Direction —
Rescale the entries below from the line containing "The scan above contains the helmet chin" through the line containing "[733,820,796,840]", both lines included. Reproduce these lines only, requests unchanged, with every bounding-box coordinate in the answers multiplied by 0.95 and rounded to the nearest whole number, halves rounding up.

____

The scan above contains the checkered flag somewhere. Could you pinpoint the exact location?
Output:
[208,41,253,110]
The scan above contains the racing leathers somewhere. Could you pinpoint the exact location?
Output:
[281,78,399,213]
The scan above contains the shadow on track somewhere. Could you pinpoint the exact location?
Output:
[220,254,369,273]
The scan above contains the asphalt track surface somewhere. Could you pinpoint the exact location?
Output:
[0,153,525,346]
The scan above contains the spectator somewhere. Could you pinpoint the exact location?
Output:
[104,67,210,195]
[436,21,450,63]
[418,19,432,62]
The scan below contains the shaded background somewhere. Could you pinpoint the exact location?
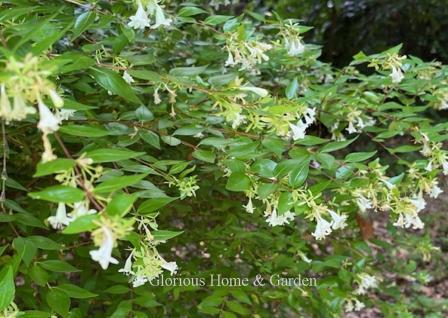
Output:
[266,0,448,66]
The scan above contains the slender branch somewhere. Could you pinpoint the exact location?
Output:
[54,133,104,211]
[0,120,9,209]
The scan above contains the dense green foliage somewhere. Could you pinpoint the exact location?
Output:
[0,0,448,318]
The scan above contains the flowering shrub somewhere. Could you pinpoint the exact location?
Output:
[0,0,448,317]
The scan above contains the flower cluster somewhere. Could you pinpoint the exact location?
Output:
[225,33,272,71]
[0,54,73,162]
[128,0,172,30]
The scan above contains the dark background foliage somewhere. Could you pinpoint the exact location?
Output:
[265,0,448,66]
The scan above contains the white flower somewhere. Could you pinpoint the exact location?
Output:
[355,273,378,295]
[161,260,178,275]
[243,198,255,214]
[89,226,118,269]
[442,157,448,176]
[128,1,151,30]
[285,36,305,56]
[48,89,64,108]
[345,121,358,134]
[132,275,148,288]
[411,195,426,212]
[12,95,36,120]
[303,108,316,126]
[232,113,246,129]
[266,209,295,226]
[356,195,372,212]
[328,210,347,230]
[118,251,134,275]
[151,5,172,29]
[429,180,443,199]
[240,86,269,97]
[58,108,76,121]
[37,99,61,134]
[122,71,135,84]
[70,201,97,219]
[355,299,366,311]
[42,132,57,162]
[47,203,72,230]
[289,120,308,140]
[390,66,404,84]
[311,216,331,240]
[393,212,425,230]
[225,51,236,66]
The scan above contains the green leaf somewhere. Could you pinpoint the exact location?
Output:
[38,260,81,273]
[226,172,251,192]
[137,197,177,214]
[288,160,310,188]
[72,10,96,41]
[106,193,138,217]
[54,284,98,299]
[28,185,84,203]
[0,265,16,311]
[151,230,183,241]
[138,129,161,150]
[204,15,233,25]
[12,237,37,266]
[46,288,70,317]
[93,173,147,193]
[91,68,141,104]
[33,158,75,177]
[320,137,358,152]
[193,149,216,163]
[85,148,145,163]
[162,136,182,147]
[344,151,377,162]
[62,214,100,234]
[177,7,207,17]
[285,77,299,99]
[135,105,154,121]
[59,125,109,137]
[170,65,207,77]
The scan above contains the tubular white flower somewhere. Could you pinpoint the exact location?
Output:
[161,259,178,275]
[48,89,64,108]
[128,1,151,30]
[243,198,255,214]
[37,99,61,134]
[13,95,36,120]
[118,251,134,275]
[239,86,269,97]
[89,226,118,269]
[58,108,76,121]
[285,36,305,56]
[355,273,378,295]
[122,71,135,84]
[47,203,72,230]
[70,201,97,219]
[151,4,172,29]
[289,120,308,140]
[328,210,347,230]
[311,216,331,240]
[411,195,426,212]
[356,195,372,212]
[390,66,404,84]
[266,209,295,226]
[132,275,148,288]
[429,180,443,199]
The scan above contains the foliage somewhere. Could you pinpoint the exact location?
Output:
[0,0,448,317]
[270,0,448,66]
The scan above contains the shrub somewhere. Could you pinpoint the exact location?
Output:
[0,0,448,317]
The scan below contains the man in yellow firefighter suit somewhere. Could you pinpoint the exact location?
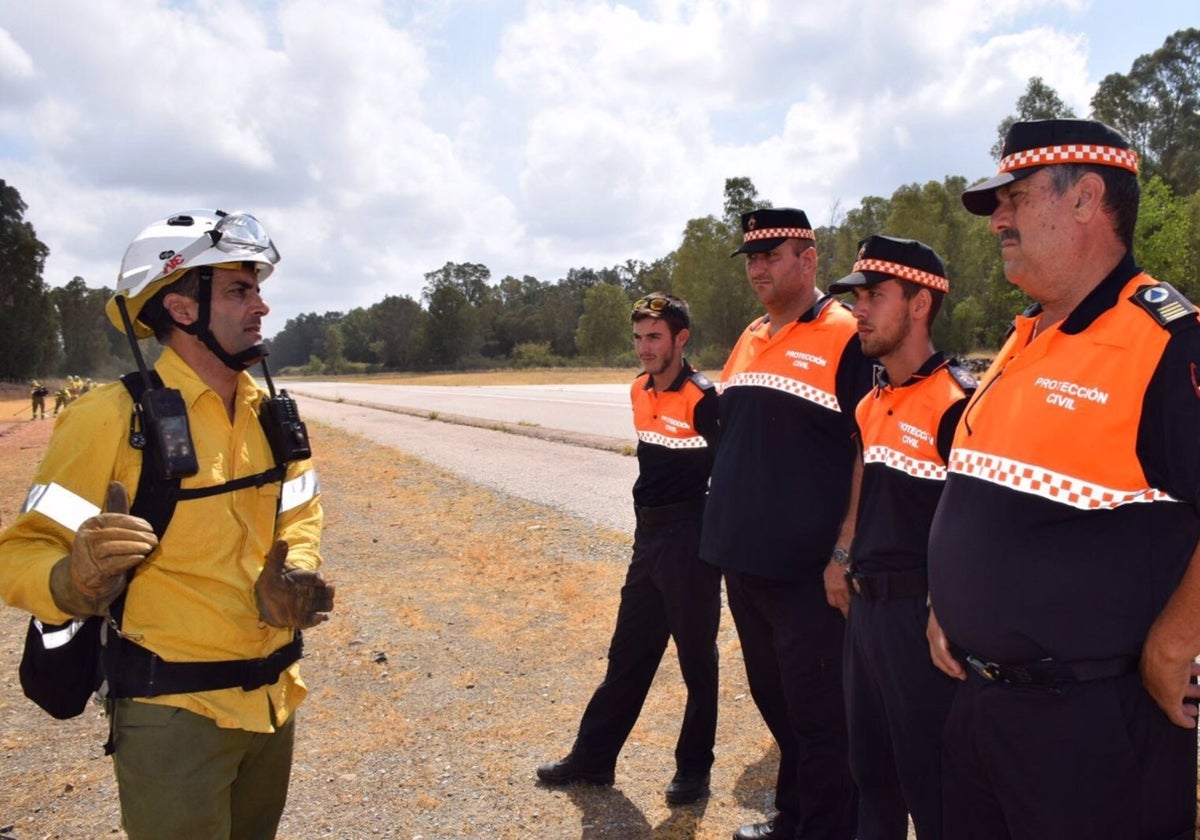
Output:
[0,210,334,840]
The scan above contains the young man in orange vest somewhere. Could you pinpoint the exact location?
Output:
[829,236,976,840]
[538,293,721,805]
[929,120,1200,840]
[700,208,871,840]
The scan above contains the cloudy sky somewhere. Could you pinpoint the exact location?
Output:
[0,0,1196,335]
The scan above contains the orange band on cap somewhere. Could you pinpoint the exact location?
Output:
[742,228,817,242]
[1000,144,1138,173]
[853,259,950,292]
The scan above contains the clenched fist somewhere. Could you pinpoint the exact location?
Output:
[50,481,158,616]
[254,540,334,630]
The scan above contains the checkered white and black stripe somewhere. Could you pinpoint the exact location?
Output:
[637,432,708,449]
[1000,143,1138,173]
[949,449,1178,510]
[742,228,816,242]
[853,259,950,292]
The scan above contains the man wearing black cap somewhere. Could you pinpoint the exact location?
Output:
[929,120,1200,840]
[701,209,871,840]
[538,293,721,805]
[829,236,976,840]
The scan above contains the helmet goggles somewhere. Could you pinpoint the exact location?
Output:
[161,212,280,276]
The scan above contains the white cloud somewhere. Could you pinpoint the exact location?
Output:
[0,0,1192,332]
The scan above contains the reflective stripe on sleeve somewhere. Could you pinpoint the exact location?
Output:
[280,469,320,514]
[863,446,946,481]
[637,432,708,449]
[721,371,841,413]
[949,449,1178,510]
[34,618,84,650]
[20,484,100,533]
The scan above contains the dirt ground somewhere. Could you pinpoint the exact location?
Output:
[0,392,1200,840]
[0,400,778,840]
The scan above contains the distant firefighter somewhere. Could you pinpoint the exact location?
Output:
[29,379,50,420]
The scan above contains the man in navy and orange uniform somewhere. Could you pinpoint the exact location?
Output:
[929,120,1200,840]
[538,293,721,805]
[701,208,871,840]
[829,236,976,840]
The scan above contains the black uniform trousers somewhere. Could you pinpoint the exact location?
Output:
[845,594,958,840]
[571,512,721,774]
[725,569,857,840]
[942,662,1196,840]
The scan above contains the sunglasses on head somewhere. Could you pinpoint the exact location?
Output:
[634,298,676,312]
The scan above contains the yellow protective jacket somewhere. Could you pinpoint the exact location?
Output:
[0,348,322,732]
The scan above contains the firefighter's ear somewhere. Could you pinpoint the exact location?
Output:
[162,292,200,325]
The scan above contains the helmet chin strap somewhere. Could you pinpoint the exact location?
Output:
[172,265,266,373]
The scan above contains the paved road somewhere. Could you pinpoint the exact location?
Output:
[284,379,635,443]
[291,391,637,536]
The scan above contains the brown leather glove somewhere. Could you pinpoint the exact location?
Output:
[50,481,158,616]
[254,540,334,630]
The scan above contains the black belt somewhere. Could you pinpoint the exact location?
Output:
[846,569,929,601]
[634,496,704,524]
[950,644,1138,686]
[104,628,304,697]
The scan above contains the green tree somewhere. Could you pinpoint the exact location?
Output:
[1133,175,1200,300]
[324,324,346,373]
[266,312,342,370]
[371,295,427,371]
[1092,29,1200,196]
[724,176,770,224]
[0,179,59,379]
[991,76,1075,161]
[50,277,118,379]
[671,216,761,355]
[338,306,379,362]
[575,283,630,365]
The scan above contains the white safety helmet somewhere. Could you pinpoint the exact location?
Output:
[104,210,280,338]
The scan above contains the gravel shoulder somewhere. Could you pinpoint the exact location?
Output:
[0,402,778,840]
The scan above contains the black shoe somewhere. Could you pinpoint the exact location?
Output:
[666,773,709,805]
[538,755,614,785]
[733,820,796,840]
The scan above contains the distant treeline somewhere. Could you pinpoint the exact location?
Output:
[0,29,1200,379]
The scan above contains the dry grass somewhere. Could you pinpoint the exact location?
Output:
[0,400,775,840]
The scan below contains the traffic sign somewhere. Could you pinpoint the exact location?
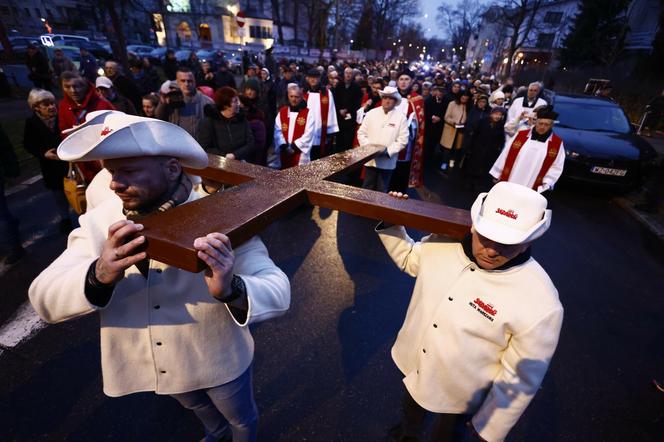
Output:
[235,11,247,27]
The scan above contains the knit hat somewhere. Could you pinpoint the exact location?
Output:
[58,112,208,169]
[470,181,551,245]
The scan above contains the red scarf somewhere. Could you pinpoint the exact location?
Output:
[279,106,309,169]
[500,129,563,190]
[304,88,330,157]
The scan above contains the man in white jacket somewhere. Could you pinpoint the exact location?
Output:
[357,86,408,192]
[29,114,290,441]
[378,182,563,442]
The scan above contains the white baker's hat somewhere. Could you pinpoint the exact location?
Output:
[159,80,179,95]
[378,86,401,104]
[470,181,551,244]
[58,112,208,169]
[95,76,113,89]
[62,110,124,134]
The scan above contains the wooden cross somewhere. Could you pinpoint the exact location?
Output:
[141,145,470,272]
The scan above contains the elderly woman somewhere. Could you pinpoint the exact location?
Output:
[197,86,255,160]
[23,89,72,233]
[141,92,159,118]
[440,91,471,171]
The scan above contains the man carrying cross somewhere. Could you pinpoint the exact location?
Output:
[390,69,425,192]
[489,106,565,193]
[274,83,316,169]
[29,114,290,442]
[304,68,339,160]
[377,182,563,442]
[357,86,408,192]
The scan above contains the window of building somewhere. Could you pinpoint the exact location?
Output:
[537,33,556,49]
[544,11,563,25]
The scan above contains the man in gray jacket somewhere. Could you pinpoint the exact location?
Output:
[155,67,214,139]
[29,114,290,442]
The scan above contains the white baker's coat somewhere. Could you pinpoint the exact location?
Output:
[357,106,408,170]
[378,226,563,442]
[29,191,290,396]
[307,91,339,146]
[274,109,316,165]
[489,132,565,193]
[395,97,417,161]
[505,97,546,129]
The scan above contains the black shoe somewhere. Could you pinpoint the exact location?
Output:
[4,245,25,265]
[58,218,74,233]
[634,203,659,215]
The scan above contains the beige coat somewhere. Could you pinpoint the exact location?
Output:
[378,226,563,442]
[29,191,290,396]
[440,101,468,149]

____

Answer for the task —
The scan above contains the helmet chin strap somewhere. Could you pinpoint the exact location?
Output:
[163,252,253,354]
The scan above contains the paved road somewhere. Could you pinpoint the exact location?
Output:
[270,360,603,421]
[276,371,605,509]
The scan above contains the brown leather glove somewhere. Could you pinpoint the exact location?
Output:
[48,457,150,585]
[241,513,317,599]
The scan above contains the black belt somewhere. Could you pinpoint the exact location?
Output:
[804,541,883,571]
[602,471,669,498]
[903,612,1081,652]
[99,597,289,662]
The scan above contains the green tree somewhere. Could you pinpoint the exact location?
Output:
[1076,166,1140,285]
[308,308,329,354]
[253,296,325,352]
[352,280,406,352]
[1037,28,1140,186]
[688,167,732,213]
[0,170,56,360]
[941,72,1021,153]
[48,263,112,360]
[637,205,723,337]
[321,291,360,344]
[546,269,599,347]
The scan above contains the white safety helmet somewhere. Could you pinpoint the exact location?
Output:
[99,200,266,321]
The scan above contains the gravel shoulder somewhere. Could you pinpoint the exact location?
Output:
[0,382,739,798]
The scan above contains the black shoe somewhere. Could you pinpoint the exact location?
Output:
[633,734,674,765]
[511,717,583,746]
[696,779,756,798]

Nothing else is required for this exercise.